[ENTRIES PROVIDED]:
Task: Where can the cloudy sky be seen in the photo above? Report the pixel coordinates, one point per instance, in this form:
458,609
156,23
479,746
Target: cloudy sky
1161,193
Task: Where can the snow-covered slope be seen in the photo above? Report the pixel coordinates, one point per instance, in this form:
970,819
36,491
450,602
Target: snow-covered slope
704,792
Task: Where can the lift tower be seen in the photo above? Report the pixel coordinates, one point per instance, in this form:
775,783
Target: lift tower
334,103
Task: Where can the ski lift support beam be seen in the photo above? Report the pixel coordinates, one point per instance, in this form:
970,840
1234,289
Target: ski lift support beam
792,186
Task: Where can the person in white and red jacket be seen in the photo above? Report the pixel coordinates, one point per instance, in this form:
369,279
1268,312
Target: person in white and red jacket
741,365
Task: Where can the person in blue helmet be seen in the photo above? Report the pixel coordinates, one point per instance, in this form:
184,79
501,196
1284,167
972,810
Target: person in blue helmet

[GIVEN TASK]:
Please quote the records above exactly, without skipping a line.

[COMPLETE OUTPUT]:
Task: Where can the cloudy sky be seen in the photo above? Report the pixel coordinates, one point per instance, in this form:
458,609
156,23
479,746
Target: cloudy sky
1161,193
Task: Where can the snow-covered slope be seen in the photo above? Report the pixel coordinates, one point per instance, in this form:
970,819
36,491
450,602
Target: snow-covered slope
704,792
Task: Where can the lift tower be seen in the photo above? Report the pixel coordinates, one point per instance, in this form:
775,783
Target: lift tower
334,103
Task: Where can the ski lift support beam be seen in the photo above? Report the pixel coordinates, one point per instance, in this form:
970,840
1234,289
Target: ski lift support beam
792,186
Task: Where can the person in white and red jacket be seen in the photo above? Report the pixel coordinates, one point per instance, in this form:
369,279
1268,312
Target: person in white and red jacket
741,365
Task: Where can the person in blue helmet be seen in the photo above? Report the pixel coordinates, one point per instance, in this form:
184,79
501,196
1284,167
972,810
Target: person in blue helmet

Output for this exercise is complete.